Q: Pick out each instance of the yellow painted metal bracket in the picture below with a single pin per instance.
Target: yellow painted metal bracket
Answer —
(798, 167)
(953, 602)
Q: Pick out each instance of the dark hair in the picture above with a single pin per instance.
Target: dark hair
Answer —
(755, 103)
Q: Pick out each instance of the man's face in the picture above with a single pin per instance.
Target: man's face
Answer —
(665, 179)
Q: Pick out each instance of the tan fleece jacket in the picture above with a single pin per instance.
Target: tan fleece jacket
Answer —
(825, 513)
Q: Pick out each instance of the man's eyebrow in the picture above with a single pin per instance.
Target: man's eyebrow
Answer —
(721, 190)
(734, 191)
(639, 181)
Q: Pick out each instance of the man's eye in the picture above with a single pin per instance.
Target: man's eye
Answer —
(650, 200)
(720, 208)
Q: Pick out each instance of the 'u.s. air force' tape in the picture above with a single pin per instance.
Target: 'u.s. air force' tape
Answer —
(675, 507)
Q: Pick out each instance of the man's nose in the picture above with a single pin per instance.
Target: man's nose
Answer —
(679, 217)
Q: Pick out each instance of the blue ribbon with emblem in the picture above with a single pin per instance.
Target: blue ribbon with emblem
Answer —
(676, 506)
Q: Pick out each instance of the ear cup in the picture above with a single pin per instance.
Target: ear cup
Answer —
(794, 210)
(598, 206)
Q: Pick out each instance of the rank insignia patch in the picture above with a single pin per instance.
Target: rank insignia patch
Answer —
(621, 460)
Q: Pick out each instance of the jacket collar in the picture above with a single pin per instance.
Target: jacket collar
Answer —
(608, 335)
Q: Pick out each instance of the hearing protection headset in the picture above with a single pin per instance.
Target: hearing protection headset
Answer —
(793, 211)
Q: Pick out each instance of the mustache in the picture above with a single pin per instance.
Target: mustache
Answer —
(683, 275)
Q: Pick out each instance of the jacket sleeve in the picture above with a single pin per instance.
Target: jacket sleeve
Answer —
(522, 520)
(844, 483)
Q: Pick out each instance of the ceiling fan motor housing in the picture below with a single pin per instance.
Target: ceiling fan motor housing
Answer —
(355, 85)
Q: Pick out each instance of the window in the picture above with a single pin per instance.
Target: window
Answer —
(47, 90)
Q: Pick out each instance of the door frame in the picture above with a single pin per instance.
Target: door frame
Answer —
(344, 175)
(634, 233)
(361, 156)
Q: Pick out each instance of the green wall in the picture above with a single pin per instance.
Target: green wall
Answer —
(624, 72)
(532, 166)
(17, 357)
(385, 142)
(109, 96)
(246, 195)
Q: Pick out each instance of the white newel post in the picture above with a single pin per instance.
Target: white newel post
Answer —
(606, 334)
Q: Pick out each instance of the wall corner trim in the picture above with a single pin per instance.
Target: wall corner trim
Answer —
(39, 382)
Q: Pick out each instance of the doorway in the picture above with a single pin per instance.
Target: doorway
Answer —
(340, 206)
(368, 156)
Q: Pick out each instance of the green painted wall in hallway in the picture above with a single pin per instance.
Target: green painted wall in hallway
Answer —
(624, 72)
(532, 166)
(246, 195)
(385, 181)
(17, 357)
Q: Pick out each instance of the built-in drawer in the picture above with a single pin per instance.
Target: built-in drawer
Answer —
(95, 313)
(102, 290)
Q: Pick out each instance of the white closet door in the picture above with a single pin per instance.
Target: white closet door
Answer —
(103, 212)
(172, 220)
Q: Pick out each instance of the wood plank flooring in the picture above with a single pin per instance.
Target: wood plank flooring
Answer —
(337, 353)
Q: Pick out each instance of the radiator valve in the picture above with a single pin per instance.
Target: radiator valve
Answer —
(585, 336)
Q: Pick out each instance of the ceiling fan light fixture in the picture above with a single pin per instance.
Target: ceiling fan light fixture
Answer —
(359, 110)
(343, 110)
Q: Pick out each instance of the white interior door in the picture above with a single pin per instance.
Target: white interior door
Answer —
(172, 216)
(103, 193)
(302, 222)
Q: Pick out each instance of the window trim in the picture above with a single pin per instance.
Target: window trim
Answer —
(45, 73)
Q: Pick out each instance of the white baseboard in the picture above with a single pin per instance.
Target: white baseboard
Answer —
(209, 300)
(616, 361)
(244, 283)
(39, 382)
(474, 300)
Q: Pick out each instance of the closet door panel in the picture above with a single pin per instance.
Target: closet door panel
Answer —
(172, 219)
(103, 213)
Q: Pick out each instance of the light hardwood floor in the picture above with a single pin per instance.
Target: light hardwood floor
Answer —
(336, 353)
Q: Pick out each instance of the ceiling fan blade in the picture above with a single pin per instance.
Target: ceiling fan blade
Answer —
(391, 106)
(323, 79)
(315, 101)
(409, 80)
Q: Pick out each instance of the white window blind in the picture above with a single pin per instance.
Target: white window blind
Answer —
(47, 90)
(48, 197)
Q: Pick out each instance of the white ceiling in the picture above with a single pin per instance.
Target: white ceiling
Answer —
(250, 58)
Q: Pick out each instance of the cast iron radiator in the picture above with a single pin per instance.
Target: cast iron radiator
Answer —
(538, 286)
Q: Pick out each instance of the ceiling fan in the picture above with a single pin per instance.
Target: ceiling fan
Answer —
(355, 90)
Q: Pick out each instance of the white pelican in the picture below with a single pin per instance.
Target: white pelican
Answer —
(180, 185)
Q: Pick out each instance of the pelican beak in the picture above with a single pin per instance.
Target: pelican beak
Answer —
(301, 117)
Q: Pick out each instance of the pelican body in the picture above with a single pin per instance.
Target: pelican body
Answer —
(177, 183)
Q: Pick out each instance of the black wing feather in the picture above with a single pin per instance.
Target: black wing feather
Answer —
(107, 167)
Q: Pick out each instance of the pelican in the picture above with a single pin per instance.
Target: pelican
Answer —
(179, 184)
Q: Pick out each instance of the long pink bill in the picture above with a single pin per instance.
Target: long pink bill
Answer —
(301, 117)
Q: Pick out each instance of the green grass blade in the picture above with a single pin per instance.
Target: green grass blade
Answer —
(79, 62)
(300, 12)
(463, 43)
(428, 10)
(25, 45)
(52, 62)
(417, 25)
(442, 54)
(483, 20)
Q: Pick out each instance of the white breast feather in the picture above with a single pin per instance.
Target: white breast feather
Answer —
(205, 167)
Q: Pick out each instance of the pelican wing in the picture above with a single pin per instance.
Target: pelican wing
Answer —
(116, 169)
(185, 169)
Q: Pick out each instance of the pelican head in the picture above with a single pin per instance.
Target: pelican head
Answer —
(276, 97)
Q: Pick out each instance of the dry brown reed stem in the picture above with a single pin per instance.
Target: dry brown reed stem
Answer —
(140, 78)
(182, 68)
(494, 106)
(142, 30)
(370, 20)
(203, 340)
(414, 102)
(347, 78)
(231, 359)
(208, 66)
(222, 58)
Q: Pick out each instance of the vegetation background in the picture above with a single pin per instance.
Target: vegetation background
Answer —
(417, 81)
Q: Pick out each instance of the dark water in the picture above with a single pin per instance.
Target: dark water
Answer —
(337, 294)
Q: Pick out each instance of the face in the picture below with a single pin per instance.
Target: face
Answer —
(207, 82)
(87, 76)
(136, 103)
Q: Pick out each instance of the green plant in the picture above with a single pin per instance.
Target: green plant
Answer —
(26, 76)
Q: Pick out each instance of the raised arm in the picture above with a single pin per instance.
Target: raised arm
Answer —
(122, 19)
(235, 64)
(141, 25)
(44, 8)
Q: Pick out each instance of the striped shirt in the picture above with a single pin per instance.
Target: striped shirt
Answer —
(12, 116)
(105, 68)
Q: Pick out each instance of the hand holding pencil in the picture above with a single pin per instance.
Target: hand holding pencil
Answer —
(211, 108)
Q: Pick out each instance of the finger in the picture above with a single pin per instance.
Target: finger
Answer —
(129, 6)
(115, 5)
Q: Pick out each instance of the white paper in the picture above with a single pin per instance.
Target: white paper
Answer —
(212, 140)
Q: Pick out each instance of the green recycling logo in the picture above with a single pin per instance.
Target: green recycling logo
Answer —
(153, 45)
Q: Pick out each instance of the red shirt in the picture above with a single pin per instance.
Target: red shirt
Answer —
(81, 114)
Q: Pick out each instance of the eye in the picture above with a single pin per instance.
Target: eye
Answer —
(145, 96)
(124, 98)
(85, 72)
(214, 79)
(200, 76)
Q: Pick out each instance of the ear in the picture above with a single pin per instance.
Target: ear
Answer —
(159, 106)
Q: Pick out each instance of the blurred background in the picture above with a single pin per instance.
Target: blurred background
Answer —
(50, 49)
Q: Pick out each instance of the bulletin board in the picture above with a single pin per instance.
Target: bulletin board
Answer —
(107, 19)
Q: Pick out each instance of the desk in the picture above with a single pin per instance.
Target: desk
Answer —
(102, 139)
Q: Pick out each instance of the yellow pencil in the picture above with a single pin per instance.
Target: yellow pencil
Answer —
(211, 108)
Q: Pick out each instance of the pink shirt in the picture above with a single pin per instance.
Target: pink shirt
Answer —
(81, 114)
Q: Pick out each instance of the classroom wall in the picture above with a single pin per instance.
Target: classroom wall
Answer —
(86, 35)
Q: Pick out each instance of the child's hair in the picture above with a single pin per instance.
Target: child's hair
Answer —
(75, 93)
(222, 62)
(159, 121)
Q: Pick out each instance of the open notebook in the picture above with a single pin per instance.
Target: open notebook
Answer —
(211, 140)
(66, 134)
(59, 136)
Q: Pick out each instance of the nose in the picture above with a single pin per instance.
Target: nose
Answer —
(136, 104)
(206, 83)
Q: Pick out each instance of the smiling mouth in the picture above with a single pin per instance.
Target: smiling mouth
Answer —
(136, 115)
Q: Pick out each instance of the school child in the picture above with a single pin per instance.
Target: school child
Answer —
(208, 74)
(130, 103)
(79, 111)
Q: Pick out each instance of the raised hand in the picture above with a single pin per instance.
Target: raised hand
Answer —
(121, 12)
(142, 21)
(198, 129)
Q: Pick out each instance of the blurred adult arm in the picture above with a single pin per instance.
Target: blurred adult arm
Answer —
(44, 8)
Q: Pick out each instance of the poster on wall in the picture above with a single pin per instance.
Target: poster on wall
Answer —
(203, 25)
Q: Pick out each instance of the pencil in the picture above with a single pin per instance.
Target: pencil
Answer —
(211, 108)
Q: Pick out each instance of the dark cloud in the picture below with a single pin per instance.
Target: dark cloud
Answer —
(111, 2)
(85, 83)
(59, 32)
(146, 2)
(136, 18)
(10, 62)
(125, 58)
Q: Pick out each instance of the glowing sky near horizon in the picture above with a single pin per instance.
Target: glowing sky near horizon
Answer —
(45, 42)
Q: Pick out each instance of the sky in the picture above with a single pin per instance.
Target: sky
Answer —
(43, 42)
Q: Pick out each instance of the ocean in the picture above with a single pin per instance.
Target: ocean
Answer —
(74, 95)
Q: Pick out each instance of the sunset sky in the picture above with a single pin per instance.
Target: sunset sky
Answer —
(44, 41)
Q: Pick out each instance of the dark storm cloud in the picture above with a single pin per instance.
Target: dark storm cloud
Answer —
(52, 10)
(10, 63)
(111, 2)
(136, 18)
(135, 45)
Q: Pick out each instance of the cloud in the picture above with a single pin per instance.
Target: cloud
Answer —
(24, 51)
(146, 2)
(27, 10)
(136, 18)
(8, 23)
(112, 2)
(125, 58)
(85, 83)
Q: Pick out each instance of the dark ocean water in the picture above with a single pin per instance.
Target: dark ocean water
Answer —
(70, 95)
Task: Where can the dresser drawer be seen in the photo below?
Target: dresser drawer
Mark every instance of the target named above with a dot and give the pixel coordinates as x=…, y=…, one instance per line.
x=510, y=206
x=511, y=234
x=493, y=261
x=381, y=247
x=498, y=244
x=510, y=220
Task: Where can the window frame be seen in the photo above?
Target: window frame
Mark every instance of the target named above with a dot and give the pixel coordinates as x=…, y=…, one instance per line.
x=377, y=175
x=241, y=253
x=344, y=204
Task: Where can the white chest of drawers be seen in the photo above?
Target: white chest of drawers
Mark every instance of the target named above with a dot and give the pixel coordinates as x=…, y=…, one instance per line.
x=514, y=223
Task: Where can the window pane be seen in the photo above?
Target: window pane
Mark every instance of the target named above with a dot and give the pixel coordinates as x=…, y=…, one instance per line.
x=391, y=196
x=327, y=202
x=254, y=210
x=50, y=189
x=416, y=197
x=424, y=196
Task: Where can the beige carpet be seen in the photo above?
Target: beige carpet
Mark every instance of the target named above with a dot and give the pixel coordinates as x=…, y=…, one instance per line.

● ● ● ●

§ What to work on
In the listing above, how many of the lines include "striped"? Give only the figure.

§ Answer to this exercise
2